### Items listed in a dataset
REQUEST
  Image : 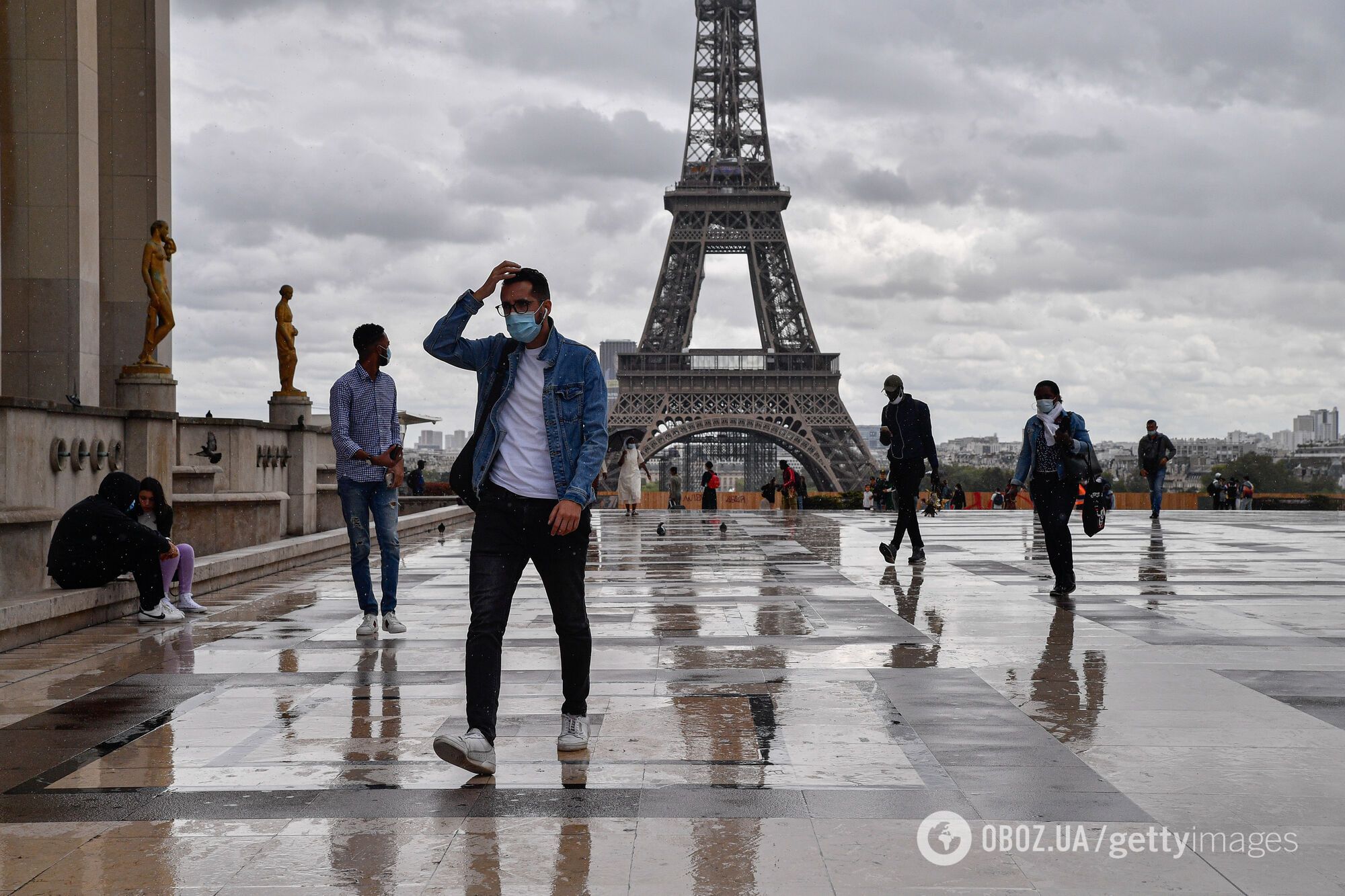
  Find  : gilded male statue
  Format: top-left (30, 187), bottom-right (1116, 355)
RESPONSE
top-left (136, 220), bottom-right (178, 367)
top-left (276, 284), bottom-right (307, 395)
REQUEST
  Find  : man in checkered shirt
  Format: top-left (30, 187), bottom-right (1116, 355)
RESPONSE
top-left (331, 324), bottom-right (406, 638)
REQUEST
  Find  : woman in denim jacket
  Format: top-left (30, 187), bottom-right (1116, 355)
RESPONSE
top-left (1005, 379), bottom-right (1092, 598)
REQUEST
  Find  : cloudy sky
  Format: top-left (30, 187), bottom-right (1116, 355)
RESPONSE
top-left (172, 0), bottom-right (1345, 440)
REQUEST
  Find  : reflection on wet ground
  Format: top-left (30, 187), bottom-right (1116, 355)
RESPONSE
top-left (0, 512), bottom-right (1345, 893)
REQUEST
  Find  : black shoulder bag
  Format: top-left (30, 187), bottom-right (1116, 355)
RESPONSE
top-left (1060, 411), bottom-right (1102, 482)
top-left (448, 339), bottom-right (521, 510)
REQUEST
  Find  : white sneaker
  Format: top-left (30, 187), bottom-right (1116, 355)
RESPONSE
top-left (555, 713), bottom-right (588, 754)
top-left (136, 604), bottom-right (172, 624)
top-left (178, 591), bottom-right (206, 614)
top-left (434, 723), bottom-right (495, 775)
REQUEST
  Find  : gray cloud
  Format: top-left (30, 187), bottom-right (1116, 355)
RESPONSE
top-left (172, 0), bottom-right (1345, 437)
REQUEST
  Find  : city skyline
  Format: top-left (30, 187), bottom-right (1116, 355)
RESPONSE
top-left (172, 0), bottom-right (1345, 440)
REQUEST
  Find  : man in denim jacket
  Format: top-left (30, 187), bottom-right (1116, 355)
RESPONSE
top-left (425, 261), bottom-right (607, 775)
top-left (1005, 379), bottom-right (1092, 598)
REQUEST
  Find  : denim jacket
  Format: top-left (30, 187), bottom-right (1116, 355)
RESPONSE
top-left (425, 289), bottom-right (607, 507)
top-left (1011, 410), bottom-right (1092, 486)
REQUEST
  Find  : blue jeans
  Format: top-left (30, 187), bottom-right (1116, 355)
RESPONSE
top-left (1149, 467), bottom-right (1167, 514)
top-left (336, 479), bottom-right (402, 614)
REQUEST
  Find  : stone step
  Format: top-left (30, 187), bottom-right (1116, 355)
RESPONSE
top-left (0, 507), bottom-right (472, 650)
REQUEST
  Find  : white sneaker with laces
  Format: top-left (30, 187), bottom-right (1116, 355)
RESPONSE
top-left (555, 713), bottom-right (588, 754)
top-left (434, 723), bottom-right (495, 775)
top-left (178, 591), bottom-right (206, 614)
top-left (136, 604), bottom-right (172, 624)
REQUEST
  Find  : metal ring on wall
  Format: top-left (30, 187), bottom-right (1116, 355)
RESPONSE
top-left (51, 438), bottom-right (70, 473)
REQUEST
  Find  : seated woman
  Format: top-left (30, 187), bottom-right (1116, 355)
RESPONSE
top-left (47, 473), bottom-right (183, 623)
top-left (136, 477), bottom-right (206, 614)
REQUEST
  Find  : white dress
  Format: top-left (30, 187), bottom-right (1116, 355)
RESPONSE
top-left (616, 448), bottom-right (640, 506)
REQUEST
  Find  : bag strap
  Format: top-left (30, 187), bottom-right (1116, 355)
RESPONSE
top-left (476, 339), bottom-right (523, 432)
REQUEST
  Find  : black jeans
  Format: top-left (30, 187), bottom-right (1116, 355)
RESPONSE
top-left (1032, 474), bottom-right (1079, 585)
top-left (888, 460), bottom-right (924, 552)
top-left (51, 551), bottom-right (164, 610)
top-left (467, 481), bottom-right (593, 744)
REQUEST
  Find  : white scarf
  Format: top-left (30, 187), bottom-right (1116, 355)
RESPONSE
top-left (1037, 405), bottom-right (1065, 446)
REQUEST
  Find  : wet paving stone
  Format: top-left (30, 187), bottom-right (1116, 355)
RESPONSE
top-left (0, 512), bottom-right (1345, 893)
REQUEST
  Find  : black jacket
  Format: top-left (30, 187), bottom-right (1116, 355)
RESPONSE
top-left (47, 473), bottom-right (171, 581)
top-left (1138, 433), bottom-right (1177, 473)
top-left (878, 395), bottom-right (939, 478)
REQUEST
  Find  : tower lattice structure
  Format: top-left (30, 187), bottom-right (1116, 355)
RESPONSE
top-left (611, 0), bottom-right (874, 491)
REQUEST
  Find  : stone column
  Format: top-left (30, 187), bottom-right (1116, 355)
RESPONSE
top-left (0, 0), bottom-right (100, 405)
top-left (97, 0), bottom-right (178, 407)
top-left (286, 426), bottom-right (317, 536)
top-left (121, 410), bottom-right (178, 503)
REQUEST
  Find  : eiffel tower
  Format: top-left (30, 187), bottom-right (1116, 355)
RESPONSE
top-left (609, 0), bottom-right (874, 491)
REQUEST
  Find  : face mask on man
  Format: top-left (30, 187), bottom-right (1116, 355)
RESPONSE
top-left (504, 304), bottom-right (546, 343)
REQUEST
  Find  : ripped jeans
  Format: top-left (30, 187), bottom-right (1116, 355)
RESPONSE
top-left (336, 479), bottom-right (402, 614)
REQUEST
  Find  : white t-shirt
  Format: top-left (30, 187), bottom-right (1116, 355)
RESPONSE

### EXERCISE
Can you rewrite the data above as a numbered list with blank lines dropped, from the start of the data through the line with "top-left (1011, 410), bottom-right"? Leave the pictures out of your answer.

### EXERCISE RESPONSE
1. REQUEST
2.   Image : 
3.   Find  : gilded male statue
4.   Format: top-left (30, 187), bottom-right (1116, 355)
5. RESPONSE
6. top-left (136, 220), bottom-right (178, 367)
7. top-left (276, 284), bottom-right (307, 395)
8. REQUEST
9.   Find  : man in checkered shirt
10.   Format: top-left (30, 187), bottom-right (1116, 355)
11. RESPONSE
12. top-left (331, 324), bottom-right (406, 638)
13. REQUEST
14.   Find  : woman in denim jacket
15.   Format: top-left (30, 187), bottom-right (1116, 355)
16. RESPONSE
17. top-left (1005, 379), bottom-right (1092, 598)
18. REQUEST
19.   Find  : cloudy sky
20.   Format: top-left (30, 187), bottom-right (1116, 355)
21. RESPONSE
22. top-left (172, 0), bottom-right (1345, 440)
23. REQUEST
24.   Find  : reflection on wet ground
25.   Format: top-left (30, 187), bottom-right (1116, 355)
26. RESPONSE
27. top-left (0, 512), bottom-right (1345, 893)
28. REQUEST
29.   Find  : black shoulder bag
30.   Format: top-left (30, 187), bottom-right (1116, 355)
31. RESPONSE
32. top-left (1060, 411), bottom-right (1102, 482)
33. top-left (448, 339), bottom-right (521, 510)
34. REQUEST
35.   Find  : white sneaker
36.   Format: top-left (30, 187), bottom-right (1116, 355)
37. RESPONSE
38. top-left (555, 713), bottom-right (588, 754)
39. top-left (136, 604), bottom-right (172, 624)
40. top-left (178, 591), bottom-right (206, 614)
41. top-left (434, 723), bottom-right (495, 775)
42. REQUEST
43.   Find  : gray cloud
44.   Format: top-left (30, 187), bottom-right (1116, 355)
45. RESPONSE
46. top-left (172, 0), bottom-right (1345, 437)
47. REQUEST
48.   Find  : city skyline
49.   Format: top-left (30, 187), bottom-right (1116, 355)
50. RESPONSE
51. top-left (172, 0), bottom-right (1345, 440)
52. REQUEST
53.   Find  : man in denim jacket
54.   Format: top-left (30, 187), bottom-right (1116, 355)
55. RESPONSE
56. top-left (425, 261), bottom-right (607, 775)
57. top-left (1005, 379), bottom-right (1092, 598)
58. REQUEST
59.   Find  : denim jacket
60.   Format: top-left (30, 187), bottom-right (1116, 355)
61. RESPONSE
62. top-left (425, 289), bottom-right (607, 507)
63. top-left (1011, 410), bottom-right (1092, 486)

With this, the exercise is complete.